- _EXERCISE INSTRUCTIONS_
• 1. According to the fibromyalgia text, where did most of the knowledge the two of them have about the condition come from?
• 2. In the fibromyalgia text, rewrite the part that opens with the words containing "A symptom I" and closes with "but still disconcerting.", putting "prickling sensations" in place of "tingling sensations".
• 3. List every treatment that the fibromyalgia text says Sharon has had.

The vast majority of the knowledge that we both have regarding fibromyalgia came from my latest physiotherapist at the specialist hospital. Your nerves are overexcited, which sends too much information to the brain, which is at a slightly reduced capacity to deal with it all when it arrives, and it sends back out far too many pain signals. Or, condensed into something very easy to remember when you’re mid flare and trying to calm yourself down: it’s like a smoke alarm that is much too sensitive and keeps going off when it doesn’t need to, louder than it needs to, for longer than it needs to. You need a smoke alarm – pain is an important signal in the body, but yours has got itself dialed up to 100.
“We have to deal with high levels of fatigue, a dullness of mental faculties from time to time, and some extraneous sensations that aren’t pain.”
Pain is the thing most people associate with fibromyalgia, and it is a huge part of the condition. But that’s not all, folks. Oh no. We have to deal with high levels of fatigue, a dullness of mental faculties from time to time – known as ‘brain fog’ – and some extraneous sensations that aren’t pain, like pins and needles for no reason.
It’s not uncommon to find me sat staring into space because I can’t remember the word for something, or one of us will forget the name of someone we see every single day. It isn’t something people think of immediately when you tell them you have fibromyalgia, and I often think a lot of people think I’m taking the piss. Sharon says “I never even knew it was a thing – I was worried I was developing dementia or something! I couldn’t organise my thoughts or remember stuff.”
A symptom I have that friends sometimes find unusual is that I can’t put the shower directly onto my feet – I have to let it run down from my legs – because the jetting water feels like tiny needles. We both suffer with tingling sensations creeping across trigger points, irritating rather than painful, but still disconcerting.
“I want to know that someone diagnosed in the next decade won’t be blank faced and overwhelmed in a doctor’s office after more than five years of unexplained pain.”
Understanding of fibromyalgia in the medical community seems to be increasing. Our preferred GP seems to understand the condition very well and be very understanding of the problems that we are having. Sharon has had physiotherapy, hydrotherapy and a pulse therapy for her hips that she still isn’t sure what condition is actually being treated. We (try to) follow an exercise plan, and have slowly learned not to push ourselves.
Most people still don’t know all that much about fibromyalgia. I think the Lady Gaga documentary has helped, but even among my friends they don’t know the details, and I am known for talking about it a lot. People with fibromyalgia can and do qualify for disability benefits, but it isn’t a slam dunk. In addition, it’s one of these variable conditions that get people labelled as ‘scroungers’. Sharon says, of not knowing much about fibromyalgia for the majority of the time she has had the diagnosis: “I felt like a fake, like I was complaining about this pain that wasn’t there.” Because it changes so quickly, people do still perceive it like this, and explaining can take more energy than we have.
What do we want for the future? Well, Sharon wants education, for the man in the street, for people in medicine, and for those who are living with the condition who don’t know all that much about it. I want to know that someone diagnosed in the next decade – 10 years after me, and 20 after my mother – won’t be blank faced and overwhelmed in a doctor’s office after more than five years of unexplained pain; because the doctor won’t have let it get that far.

- _DATASET CONTENT_

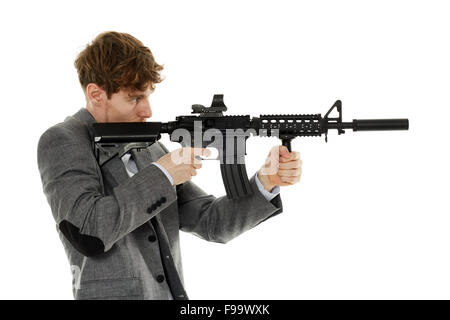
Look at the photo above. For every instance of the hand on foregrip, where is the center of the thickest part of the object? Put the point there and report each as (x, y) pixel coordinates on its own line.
(281, 168)
(182, 164)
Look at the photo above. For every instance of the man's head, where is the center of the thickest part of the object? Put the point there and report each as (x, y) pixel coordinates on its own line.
(117, 74)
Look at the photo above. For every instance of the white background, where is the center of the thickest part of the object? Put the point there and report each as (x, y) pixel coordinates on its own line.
(370, 217)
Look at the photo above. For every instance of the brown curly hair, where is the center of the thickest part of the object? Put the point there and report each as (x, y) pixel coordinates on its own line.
(117, 61)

- _SOLUTION SET_
• 1. It came from the writer's latest physiotherapist at the specialist hospital.

• 2.
A symptom I have that friends sometimes find unusual is that I can’t put the shower directly onto my feet – I have to let it run down from my legs – because the jetting water feels like tiny needles. We both suffer with prickling sensations creeping across trigger points, irritating rather than painful, but still disconcerting.

• 3. Physiotherapy, hydrotherapy, and a pulse therapy for her hips